= Anh Dao Traxel =

Vietnamese writer

Anh Dao Traxel (Vietnamese spelling: Anh Đào Traxel; born Dương Anh Đào; born 22 August 1957) is the foster daughter of the late French president Jacques Chirac (1932–2019) and his wife Bernadette (1933–2026). She was a boat-person refugee, and met Jacques Chirac, then the Mayor of Paris, at Roissy Airport in 1979. He told her "Don’t cry, ma chérie. You are coming home with us" and took her home. She was then 21 and her adoptive father was 47.

Saved entries:
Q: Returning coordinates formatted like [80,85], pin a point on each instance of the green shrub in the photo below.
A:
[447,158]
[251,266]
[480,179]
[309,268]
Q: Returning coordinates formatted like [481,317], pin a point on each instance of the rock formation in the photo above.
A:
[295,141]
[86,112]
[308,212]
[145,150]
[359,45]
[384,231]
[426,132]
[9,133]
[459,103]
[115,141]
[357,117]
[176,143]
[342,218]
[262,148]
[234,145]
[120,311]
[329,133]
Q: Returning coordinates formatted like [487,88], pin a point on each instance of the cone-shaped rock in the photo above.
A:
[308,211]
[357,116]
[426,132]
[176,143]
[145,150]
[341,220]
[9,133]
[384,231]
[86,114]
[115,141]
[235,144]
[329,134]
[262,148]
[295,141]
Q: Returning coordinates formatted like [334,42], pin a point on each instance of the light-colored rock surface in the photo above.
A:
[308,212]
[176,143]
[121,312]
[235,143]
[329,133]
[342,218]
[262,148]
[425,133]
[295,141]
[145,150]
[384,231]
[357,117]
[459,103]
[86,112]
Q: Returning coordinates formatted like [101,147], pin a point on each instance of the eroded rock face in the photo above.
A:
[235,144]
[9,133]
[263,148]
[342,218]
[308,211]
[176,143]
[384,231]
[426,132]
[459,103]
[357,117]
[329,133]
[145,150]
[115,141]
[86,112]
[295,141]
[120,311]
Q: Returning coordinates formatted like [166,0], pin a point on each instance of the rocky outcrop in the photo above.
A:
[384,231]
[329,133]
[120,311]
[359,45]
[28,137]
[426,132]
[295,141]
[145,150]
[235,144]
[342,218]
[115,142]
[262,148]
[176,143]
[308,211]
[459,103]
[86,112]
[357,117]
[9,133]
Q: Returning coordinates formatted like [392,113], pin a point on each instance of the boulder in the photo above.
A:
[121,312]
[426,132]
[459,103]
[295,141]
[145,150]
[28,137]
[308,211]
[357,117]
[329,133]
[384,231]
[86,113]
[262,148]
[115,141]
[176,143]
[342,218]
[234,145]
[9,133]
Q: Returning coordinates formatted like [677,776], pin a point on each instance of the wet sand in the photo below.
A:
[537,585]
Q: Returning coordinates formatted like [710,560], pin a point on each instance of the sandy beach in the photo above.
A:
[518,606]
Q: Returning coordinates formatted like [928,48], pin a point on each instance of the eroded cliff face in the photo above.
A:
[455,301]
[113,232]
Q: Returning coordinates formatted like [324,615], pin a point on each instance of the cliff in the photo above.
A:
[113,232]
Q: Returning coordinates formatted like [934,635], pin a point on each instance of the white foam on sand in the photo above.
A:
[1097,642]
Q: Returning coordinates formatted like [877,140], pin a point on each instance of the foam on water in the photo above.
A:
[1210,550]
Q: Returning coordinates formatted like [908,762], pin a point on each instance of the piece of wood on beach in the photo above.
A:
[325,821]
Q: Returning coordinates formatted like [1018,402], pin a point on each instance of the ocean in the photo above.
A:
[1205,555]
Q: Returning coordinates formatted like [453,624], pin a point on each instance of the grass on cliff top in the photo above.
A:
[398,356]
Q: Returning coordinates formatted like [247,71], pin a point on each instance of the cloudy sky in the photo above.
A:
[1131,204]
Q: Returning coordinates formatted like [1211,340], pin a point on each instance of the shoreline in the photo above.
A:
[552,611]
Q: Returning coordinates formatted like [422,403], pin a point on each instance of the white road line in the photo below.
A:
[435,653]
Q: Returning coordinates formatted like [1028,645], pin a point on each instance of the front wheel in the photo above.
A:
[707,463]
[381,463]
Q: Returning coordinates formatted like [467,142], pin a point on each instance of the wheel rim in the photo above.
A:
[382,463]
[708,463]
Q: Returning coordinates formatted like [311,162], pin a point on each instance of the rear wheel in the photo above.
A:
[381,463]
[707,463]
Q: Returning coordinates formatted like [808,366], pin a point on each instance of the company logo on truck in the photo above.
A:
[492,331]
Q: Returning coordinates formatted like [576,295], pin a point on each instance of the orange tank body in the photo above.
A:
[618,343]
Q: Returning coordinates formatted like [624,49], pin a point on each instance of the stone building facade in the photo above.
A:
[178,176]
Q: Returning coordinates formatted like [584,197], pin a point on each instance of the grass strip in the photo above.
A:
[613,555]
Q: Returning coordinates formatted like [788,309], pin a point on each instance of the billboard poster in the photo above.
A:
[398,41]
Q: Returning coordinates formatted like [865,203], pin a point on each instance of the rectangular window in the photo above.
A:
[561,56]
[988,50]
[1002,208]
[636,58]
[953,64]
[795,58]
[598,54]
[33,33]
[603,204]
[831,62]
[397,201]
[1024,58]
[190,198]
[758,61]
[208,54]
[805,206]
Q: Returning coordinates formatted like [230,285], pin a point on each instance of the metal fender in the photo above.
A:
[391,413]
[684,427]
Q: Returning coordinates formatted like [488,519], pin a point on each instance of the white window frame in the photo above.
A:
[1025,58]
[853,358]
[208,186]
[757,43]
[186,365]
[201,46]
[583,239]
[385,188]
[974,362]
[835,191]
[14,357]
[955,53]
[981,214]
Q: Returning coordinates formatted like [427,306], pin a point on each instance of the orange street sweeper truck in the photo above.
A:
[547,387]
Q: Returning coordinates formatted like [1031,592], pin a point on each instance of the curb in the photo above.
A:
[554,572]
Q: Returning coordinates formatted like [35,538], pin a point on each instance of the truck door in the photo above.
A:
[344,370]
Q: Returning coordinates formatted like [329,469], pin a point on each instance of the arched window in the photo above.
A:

◆ EXERCISE INSTRUCTIONS: Write the next part of the Anh Dao Traxel biography, starting right after its final sentence.

◆ ANSWER SECTION:
She spent two years in the home of the Chiracs. Traxel was married twice. Her second husband, Emmanuel Traxel, is a police lieutenant. She has four children, Bernard-Jacques, Laurence-Claude, Jacques and Cassandre. The children called Jacques Chirac Grandpa. She is now the president of a European association of assistance to the families of civil servants who died during their service (Étoile européenne du dévouement civil et militaire).

==Awards and honours==

===French honours===
- Légion d'honneur, Chevalier (Knight) — since 2009.

===Foreign honours===
- Commandeur de l'Étoile de Mohéli (Comoros)
- Chevalier de l'Étoile de la Grande Comore (known as Saïd Ali).